Data under study:

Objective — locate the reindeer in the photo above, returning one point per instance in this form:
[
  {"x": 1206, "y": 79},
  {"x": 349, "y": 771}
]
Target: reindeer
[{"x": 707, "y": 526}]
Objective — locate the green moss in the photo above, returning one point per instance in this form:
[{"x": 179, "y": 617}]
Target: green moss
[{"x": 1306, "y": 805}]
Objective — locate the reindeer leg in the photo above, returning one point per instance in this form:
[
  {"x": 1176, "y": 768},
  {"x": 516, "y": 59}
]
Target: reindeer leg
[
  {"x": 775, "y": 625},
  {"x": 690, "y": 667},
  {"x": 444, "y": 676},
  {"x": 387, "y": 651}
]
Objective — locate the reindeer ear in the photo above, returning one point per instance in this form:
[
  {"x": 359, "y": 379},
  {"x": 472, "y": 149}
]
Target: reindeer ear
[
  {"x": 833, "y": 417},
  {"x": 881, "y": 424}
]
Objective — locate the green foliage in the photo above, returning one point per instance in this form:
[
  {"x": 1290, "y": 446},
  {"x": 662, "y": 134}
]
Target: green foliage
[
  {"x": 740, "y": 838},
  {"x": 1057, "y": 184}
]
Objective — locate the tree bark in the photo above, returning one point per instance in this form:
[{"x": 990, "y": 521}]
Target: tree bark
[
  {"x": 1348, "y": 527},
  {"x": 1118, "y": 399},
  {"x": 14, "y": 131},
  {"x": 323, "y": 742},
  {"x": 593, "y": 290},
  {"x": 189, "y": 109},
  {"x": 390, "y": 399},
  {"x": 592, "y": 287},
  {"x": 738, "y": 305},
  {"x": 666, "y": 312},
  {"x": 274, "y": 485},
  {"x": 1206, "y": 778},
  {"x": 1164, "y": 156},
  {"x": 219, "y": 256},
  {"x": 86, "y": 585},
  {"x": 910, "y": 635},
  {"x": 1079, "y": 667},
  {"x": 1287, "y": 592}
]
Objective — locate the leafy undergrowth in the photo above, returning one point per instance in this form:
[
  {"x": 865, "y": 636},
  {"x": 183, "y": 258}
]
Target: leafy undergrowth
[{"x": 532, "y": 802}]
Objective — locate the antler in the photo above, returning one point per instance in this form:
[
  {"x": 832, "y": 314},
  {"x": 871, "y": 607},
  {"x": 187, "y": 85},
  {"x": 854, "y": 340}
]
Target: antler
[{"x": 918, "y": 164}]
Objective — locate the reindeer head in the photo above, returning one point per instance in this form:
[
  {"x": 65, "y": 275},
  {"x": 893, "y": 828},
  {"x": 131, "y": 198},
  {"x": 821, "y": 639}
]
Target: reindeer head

Work task:
Find the count of lines in the data above where the string "head" occurs. Provide that number alone.

Answer to the problem:
2